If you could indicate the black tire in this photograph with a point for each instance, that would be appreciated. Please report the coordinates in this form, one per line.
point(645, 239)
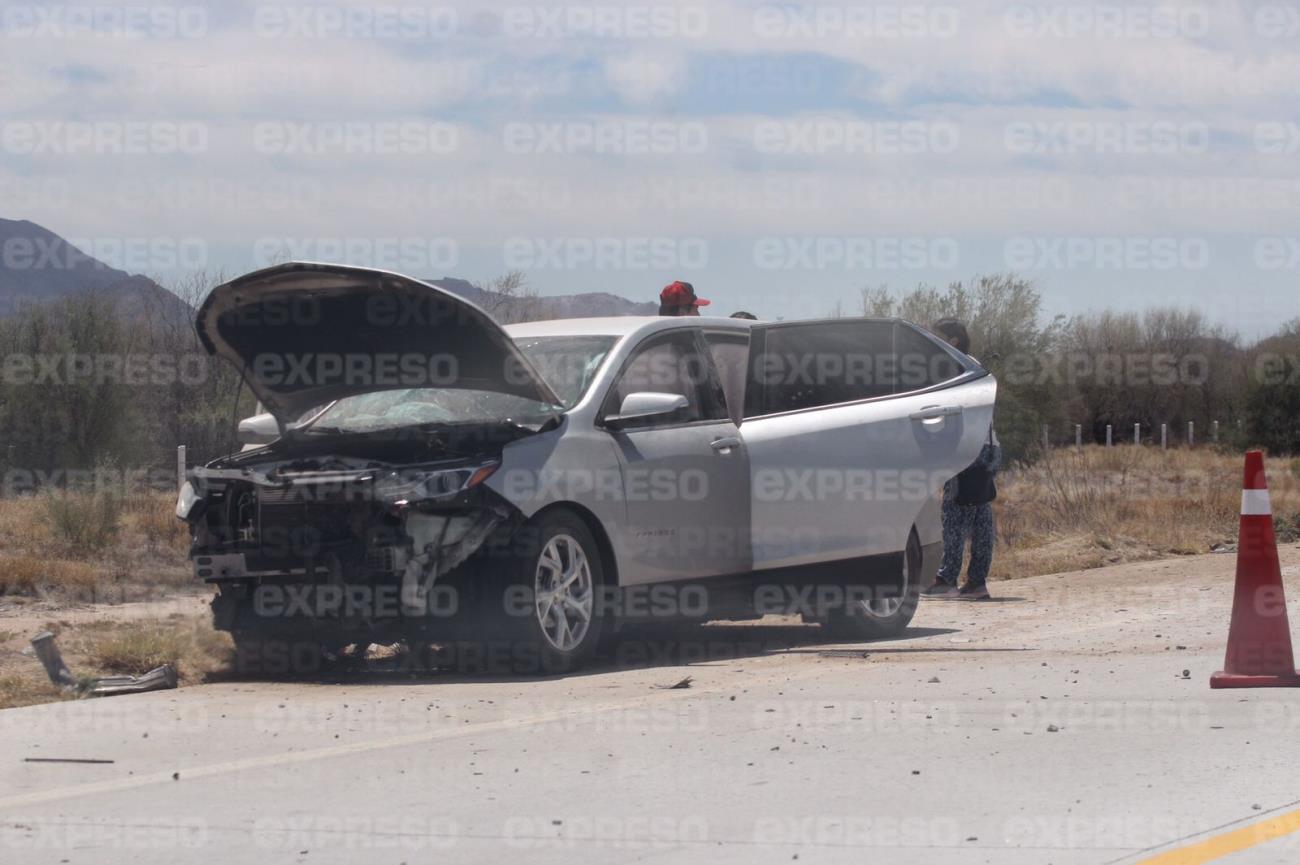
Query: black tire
point(891, 614)
point(524, 628)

------------------------

• REQUIREMENT:
Word for word, retype the material above without its pictures.

• COMPLETED EXERCISE:
If you could indicate the black tire in this photograph with a point for each instance, that would be appreciated. Please report the coordinates in this form, one per line.
point(645, 239)
Query: black tire
point(891, 614)
point(524, 628)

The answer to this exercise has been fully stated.